## Assigned task
Copy the listing starting at its beginning and ending at the line containing "positive clicks: (154, 289)", switching "rough mask" to "coarse mask" and leaving everything else unchanged. Omit the pictures.

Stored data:
········

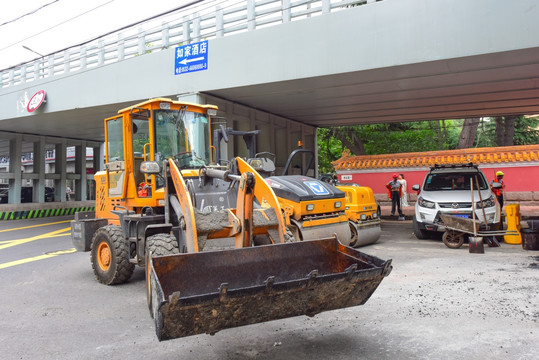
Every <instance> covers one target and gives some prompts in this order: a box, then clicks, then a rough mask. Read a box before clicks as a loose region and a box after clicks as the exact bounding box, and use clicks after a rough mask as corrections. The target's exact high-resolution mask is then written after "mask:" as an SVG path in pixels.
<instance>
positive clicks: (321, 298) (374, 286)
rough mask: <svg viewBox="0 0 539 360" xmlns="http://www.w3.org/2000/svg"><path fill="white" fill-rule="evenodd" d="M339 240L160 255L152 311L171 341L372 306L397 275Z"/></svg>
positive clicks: (154, 289)
mask: <svg viewBox="0 0 539 360" xmlns="http://www.w3.org/2000/svg"><path fill="white" fill-rule="evenodd" d="M391 269H392V267H391V260H388V261H384V260H381V259H379V258H376V257H374V256H369V255H367V254H364V253H361V252H359V251H358V250H355V249H352V248H349V247H346V246H343V245H342V244H340V243H339V242H338V241H337V239H336V238H330V239H323V240H313V241H305V242H295V243H285V244H276V245H268V246H257V247H249V248H241V249H232V250H224V251H213V252H201V253H192V254H179V255H170V256H162V257H155V258H152V260H151V263H150V266H149V271H150V279H151V280H150V286H151V288H150V289H149V290H150V294H151V304H150V307H151V311H152V315H153V317H154V321H155V326H156V333H157V337H158V339H159V340H160V341H161V340H167V339H174V338H180V337H184V336H190V335H196V334H202V333H208V334H215V333H216V332H217V331H219V330H223V329H227V328H232V327H238V326H243V325H249V324H256V323H261V322H265V321H269V320H276V319H282V318H287V317H292V316H298V315H307V316H314V315H316V314H318V313H320V312H323V311H327V310H334V309H340V308H345V307H350V306H355V305H362V304H364V303H365V302H366V301H367V300H368V299H369V297H370V296H371V295H372V293H373V292H374V291H375V290H376V288H377V287H378V285H379V284H380V282H381V281H382V279H383V278H384V277H385V276H387V275H389V273H390V272H391Z"/></svg>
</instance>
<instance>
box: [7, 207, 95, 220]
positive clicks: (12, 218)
mask: <svg viewBox="0 0 539 360" xmlns="http://www.w3.org/2000/svg"><path fill="white" fill-rule="evenodd" d="M79 211H95V206H86V207H72V208H57V209H39V210H19V211H0V221H3V220H23V219H35V218H42V217H51V216H64V215H74V214H75V213H76V212H79Z"/></svg>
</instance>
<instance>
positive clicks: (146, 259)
mask: <svg viewBox="0 0 539 360" xmlns="http://www.w3.org/2000/svg"><path fill="white" fill-rule="evenodd" d="M179 253H180V250H179V247H178V240H176V237H174V235H171V234H155V235H152V236H150V237H148V238H147V239H146V252H145V254H144V259H145V262H146V264H145V266H144V269H145V272H146V301H147V303H148V309H149V310H150V315H151V316H152V318H153V317H154V309H153V307H152V282H151V277H150V276H151V271H150V254H151V256H152V257H154V256H165V255H174V254H179Z"/></svg>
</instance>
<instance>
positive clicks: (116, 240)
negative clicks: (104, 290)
mask: <svg viewBox="0 0 539 360" xmlns="http://www.w3.org/2000/svg"><path fill="white" fill-rule="evenodd" d="M90 251H91V255H90V260H91V262H92V268H93V269H94V274H95V277H96V279H97V281H99V282H100V283H102V284H105V285H116V284H123V283H125V282H127V281H128V280H129V278H130V277H131V275H133V271H134V270H135V265H134V264H132V263H131V262H130V261H129V243H128V242H127V240H125V239H124V236H123V233H122V228H121V227H119V226H116V225H107V226H103V227H101V228H99V229H97V231H96V232H95V234H94V237H93V238H92V246H91V249H90Z"/></svg>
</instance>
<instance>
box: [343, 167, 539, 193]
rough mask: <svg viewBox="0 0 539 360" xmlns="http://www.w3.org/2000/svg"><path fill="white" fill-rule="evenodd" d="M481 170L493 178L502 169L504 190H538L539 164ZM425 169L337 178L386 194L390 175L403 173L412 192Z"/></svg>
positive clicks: (380, 171) (480, 167)
mask: <svg viewBox="0 0 539 360" xmlns="http://www.w3.org/2000/svg"><path fill="white" fill-rule="evenodd" d="M480 169H481V170H482V171H483V173H484V174H485V176H486V177H487V180H488V181H489V182H490V180H492V179H494V177H495V175H494V174H495V173H496V171H498V170H501V171H503V173H504V174H505V175H504V182H505V191H507V192H513V191H539V166H514V167H496V168H492V167H491V168H487V167H480ZM427 172H428V171H427V170H422V171H420V170H419V171H418V170H414V171H407V170H399V171H387V170H382V169H381V170H380V171H379V172H371V173H364V172H361V173H359V172H358V173H352V180H342V175H348V173H346V174H338V176H339V180H340V181H341V182H354V183H357V184H359V185H362V186H368V187H370V188H371V189H372V190H373V192H374V193H375V194H386V193H387V189H386V187H385V186H386V184H387V183H388V182H390V181H391V180H393V178H392V175H393V174H394V173H397V174H401V173H402V174H404V178H405V180H406V182H407V185H408V189H407V192H408V193H410V192H412V191H413V190H412V185H415V184H419V185H423V179H424V178H425V175H426V174H427Z"/></svg>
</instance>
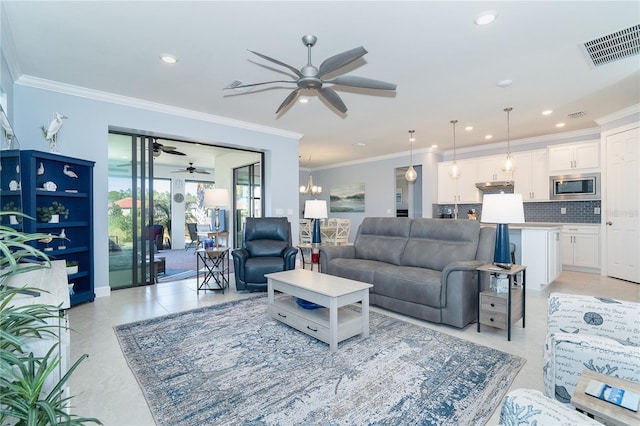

········

## Worked solution
Every <instance> covers one target and gives some prompts in this order: a box, then clicks, then a coarse mask. Read a box before clicks as a loose region and a box after clicks as the exact bounding box, and use clicks after a coarse mask as corrections. The target's exact high-resolution mask is then written after "mask:" as an SVG path in pixels.
<instance>
positive clicks: (321, 298) (374, 286)
coarse mask: <svg viewBox="0 0 539 360" xmlns="http://www.w3.org/2000/svg"><path fill="white" fill-rule="evenodd" d="M339 240L160 255L152 311L171 341L372 306L397 275Z"/></svg>
positive clicks: (154, 289)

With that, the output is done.